_Selected extract_:
▬▬▬
Returns the machine epsilon, that is, the difference between 1.0 and the next value representable by the floating-point type T. It is only meaningful if std::numeric_limits<T>::is_integer == false.

Contents

[edit] Return value

T std::numeric_limits<T>::epsilon()
/* non-specialized */ T();
bool false
char 0
signed char 0
unsigned char 0
wchar_t 0
char16_t 0
char32_t 0
short 0
unsigned short 0
int 0
unsigned int 0
long 0
unsigned long 0
long long 0
unsigned long long 0
float FLT_EPSILON
double DBL_EPSILON
long double LDBL_EPSILON

[edit] Exceptions

(none) (until C++11)
noexcept specification:  
noexcept
  
(since C++11)

[edit] Example

Demonstrates the simplistic use of machine epsilon to compare floating-point values (this approach doesn't work for the subnormal values, for which the epsilon is meaningless)
▬▬▬
_Short task 1_: Which lines of the listing below contain the string "outline"? Extract each of them, treating case as significant.
_Short task 2_: Carry on the machine epsilon reference above from the point where it stops.

_Region annotation entries_:
▬▬▬
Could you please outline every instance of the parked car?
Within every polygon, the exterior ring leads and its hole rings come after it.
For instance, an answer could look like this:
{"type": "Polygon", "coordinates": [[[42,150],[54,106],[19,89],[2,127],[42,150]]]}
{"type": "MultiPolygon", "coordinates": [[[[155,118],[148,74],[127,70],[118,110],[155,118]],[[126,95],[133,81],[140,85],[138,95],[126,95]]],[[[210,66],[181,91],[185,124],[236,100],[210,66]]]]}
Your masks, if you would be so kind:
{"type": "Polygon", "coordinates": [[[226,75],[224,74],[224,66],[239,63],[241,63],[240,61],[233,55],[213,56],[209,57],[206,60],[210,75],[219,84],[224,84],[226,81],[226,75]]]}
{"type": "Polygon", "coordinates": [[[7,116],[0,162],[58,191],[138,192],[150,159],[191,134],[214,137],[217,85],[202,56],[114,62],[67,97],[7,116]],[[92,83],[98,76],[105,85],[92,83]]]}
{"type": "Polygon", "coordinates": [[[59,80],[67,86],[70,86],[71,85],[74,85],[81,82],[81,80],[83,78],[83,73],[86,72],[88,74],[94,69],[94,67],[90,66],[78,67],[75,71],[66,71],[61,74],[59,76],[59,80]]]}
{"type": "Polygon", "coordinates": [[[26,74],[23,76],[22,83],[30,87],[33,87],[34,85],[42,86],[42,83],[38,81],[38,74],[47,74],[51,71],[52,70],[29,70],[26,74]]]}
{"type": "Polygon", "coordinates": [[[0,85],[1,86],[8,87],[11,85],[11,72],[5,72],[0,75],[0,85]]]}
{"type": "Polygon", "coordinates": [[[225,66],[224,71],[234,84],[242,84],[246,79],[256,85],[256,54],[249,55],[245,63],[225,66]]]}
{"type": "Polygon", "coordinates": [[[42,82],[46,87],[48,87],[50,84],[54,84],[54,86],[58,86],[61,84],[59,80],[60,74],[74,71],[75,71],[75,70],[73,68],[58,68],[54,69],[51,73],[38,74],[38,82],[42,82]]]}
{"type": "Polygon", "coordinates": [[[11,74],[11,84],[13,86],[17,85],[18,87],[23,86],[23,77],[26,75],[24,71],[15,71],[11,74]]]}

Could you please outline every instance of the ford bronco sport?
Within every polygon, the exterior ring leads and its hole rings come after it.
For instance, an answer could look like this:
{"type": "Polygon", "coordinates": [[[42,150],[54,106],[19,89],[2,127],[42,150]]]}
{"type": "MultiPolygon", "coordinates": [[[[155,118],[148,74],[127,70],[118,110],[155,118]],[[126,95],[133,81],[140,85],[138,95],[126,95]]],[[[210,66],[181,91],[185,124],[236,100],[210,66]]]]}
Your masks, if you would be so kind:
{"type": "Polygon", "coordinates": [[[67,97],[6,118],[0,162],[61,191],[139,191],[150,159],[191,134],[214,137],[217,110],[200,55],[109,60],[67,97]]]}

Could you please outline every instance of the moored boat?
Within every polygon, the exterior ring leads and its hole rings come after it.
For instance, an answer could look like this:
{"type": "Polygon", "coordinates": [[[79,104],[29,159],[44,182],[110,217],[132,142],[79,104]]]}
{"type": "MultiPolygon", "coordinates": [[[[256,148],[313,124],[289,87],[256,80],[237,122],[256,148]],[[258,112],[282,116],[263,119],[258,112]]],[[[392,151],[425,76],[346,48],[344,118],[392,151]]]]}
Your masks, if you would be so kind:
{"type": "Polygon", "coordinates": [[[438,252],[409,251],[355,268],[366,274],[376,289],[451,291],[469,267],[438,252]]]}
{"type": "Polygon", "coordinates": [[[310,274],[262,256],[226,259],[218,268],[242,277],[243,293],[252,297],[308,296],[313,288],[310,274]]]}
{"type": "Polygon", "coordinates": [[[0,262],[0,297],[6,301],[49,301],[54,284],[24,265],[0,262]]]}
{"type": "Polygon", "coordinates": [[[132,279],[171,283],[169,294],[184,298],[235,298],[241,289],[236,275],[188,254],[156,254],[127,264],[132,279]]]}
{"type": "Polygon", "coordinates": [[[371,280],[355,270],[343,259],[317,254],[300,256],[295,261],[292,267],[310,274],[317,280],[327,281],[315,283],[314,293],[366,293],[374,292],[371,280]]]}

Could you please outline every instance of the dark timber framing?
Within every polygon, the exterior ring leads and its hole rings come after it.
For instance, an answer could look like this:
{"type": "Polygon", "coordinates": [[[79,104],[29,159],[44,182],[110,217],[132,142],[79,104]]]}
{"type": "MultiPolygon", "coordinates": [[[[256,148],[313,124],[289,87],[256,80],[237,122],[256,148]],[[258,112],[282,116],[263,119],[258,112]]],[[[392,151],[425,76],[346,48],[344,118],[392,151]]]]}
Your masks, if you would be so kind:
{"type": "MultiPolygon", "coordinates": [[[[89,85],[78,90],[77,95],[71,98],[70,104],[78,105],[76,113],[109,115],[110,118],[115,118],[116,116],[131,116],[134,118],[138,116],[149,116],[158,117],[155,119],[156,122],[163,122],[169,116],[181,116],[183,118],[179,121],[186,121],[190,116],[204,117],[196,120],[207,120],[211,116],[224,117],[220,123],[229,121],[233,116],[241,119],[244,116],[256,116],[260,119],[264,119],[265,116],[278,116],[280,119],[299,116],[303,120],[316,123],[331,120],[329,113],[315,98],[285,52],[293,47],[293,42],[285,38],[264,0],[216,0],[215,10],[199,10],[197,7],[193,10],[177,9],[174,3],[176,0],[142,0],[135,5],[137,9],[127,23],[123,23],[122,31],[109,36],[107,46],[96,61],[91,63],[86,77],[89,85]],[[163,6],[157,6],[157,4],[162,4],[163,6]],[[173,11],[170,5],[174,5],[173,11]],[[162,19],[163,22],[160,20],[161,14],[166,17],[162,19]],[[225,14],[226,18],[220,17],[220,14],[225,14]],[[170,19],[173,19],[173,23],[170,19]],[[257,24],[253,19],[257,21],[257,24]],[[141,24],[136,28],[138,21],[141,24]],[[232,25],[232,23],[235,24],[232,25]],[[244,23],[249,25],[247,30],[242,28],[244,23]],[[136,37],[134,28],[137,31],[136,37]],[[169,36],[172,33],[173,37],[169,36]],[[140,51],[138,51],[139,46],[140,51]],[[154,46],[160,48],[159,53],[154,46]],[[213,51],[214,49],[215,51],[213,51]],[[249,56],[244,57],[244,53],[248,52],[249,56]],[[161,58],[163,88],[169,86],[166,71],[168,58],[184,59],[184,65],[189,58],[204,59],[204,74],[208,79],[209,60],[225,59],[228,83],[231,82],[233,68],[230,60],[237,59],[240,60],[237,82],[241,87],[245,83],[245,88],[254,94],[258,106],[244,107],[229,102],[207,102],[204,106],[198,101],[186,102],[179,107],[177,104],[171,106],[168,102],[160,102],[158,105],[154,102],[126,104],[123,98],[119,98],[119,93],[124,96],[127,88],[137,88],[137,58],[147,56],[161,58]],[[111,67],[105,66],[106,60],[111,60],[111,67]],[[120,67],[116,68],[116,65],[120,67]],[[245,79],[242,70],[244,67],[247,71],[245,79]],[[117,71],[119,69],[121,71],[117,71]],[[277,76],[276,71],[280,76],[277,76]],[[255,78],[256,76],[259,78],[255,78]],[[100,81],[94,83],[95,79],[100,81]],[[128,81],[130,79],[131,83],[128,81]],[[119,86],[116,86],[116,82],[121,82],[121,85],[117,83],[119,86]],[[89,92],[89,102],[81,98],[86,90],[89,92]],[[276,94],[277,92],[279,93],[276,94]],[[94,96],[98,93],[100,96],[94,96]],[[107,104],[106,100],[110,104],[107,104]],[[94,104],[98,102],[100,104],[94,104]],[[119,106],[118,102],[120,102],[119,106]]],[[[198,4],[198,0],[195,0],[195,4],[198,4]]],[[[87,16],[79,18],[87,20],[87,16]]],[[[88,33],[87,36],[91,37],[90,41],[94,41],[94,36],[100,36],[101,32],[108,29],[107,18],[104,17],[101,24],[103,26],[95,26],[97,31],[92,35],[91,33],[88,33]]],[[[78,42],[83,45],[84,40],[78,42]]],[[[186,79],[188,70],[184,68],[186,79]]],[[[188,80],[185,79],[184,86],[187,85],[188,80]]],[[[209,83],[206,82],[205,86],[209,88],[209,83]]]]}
▬▬▬
_Reply 1_:
Could you please outline every instance of the parked car?
Could you please outline every instance of the ford bronco sport?
Could you please outline every instance of the moored boat?
Could you please outline every instance of the dark timber framing?

_Reply 2_:
#include <cmath>
#include <limits>
#include <iomanip>
#include <iostream>
#include <type_traits>
#include <algorithm>
 
template<class T>
typename std::enable_if<!std::numeric_limits<T>::is_integer, bool>::type
    almost_equal(T x, T y, int ulp)
{
    // the machine epsilon has to be scaled to the magnitude of the larger value
    // and multiplied by the desired precision in ULPs (units in the last place)
    return std::abs(x-y) <= std::numeric_limits<T>::epsilon() * std::abs(x+y) * ulp;
}
int main()
{
    double d1 = 0.2;
    double d2 = 1 / std::sqrt(5) / std::sqrt(5);
 
    if(d1 == d2)
            std::cout << "d1 == d2\n";
    else
            std::cout << "d1 != d2\n";
 
    if(almost_equal(d1, d2, 2))
            std::cout << "d1 almost equals d2\n";
    else
            std::cout << "d1 does not almost equal d2\n";
}

Output:

d1 != d2
d1 almost equals d2

[edit] See also

(C++11)(C++11)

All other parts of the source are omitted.